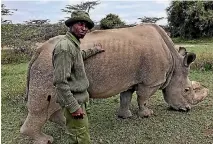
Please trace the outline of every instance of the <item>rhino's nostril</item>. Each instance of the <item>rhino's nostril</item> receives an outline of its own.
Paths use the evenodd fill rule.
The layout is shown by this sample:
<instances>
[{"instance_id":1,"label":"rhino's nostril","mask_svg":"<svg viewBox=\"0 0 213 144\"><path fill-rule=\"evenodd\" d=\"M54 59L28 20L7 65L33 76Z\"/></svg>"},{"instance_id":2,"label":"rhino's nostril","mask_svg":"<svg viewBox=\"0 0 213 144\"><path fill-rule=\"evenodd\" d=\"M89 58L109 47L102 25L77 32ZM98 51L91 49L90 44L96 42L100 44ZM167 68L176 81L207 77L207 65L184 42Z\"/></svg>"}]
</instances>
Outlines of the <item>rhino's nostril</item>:
<instances>
[{"instance_id":1,"label":"rhino's nostril","mask_svg":"<svg viewBox=\"0 0 213 144\"><path fill-rule=\"evenodd\" d=\"M186 111L188 112L191 109L190 106L186 106Z\"/></svg>"}]
</instances>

# AIM OF THE TASK:
Transcribe every line of the records above word for word, leaving out the pictures.

# SOLUTION FOR THIS TASK:
Please trace the outline of every instance of the <item>rhino's nostril</item>. Each instance of the <item>rhino's nostril</item> receives an outline of its own.
Paths use the evenodd fill rule.
The layout is shown by this sample:
<instances>
[{"instance_id":1,"label":"rhino's nostril","mask_svg":"<svg viewBox=\"0 0 213 144\"><path fill-rule=\"evenodd\" d=\"M54 59L28 20L7 65L33 76Z\"/></svg>"},{"instance_id":2,"label":"rhino's nostril","mask_svg":"<svg viewBox=\"0 0 213 144\"><path fill-rule=\"evenodd\" d=\"M89 58L109 47L102 25L77 32ZM98 51L91 49L90 44L96 42L100 44ZM167 68L176 81L207 77L207 65L184 42Z\"/></svg>"}]
</instances>
Outlines of the <item>rhino's nostril</item>:
<instances>
[{"instance_id":1,"label":"rhino's nostril","mask_svg":"<svg viewBox=\"0 0 213 144\"><path fill-rule=\"evenodd\" d=\"M186 111L188 112L191 109L190 106L186 106Z\"/></svg>"}]
</instances>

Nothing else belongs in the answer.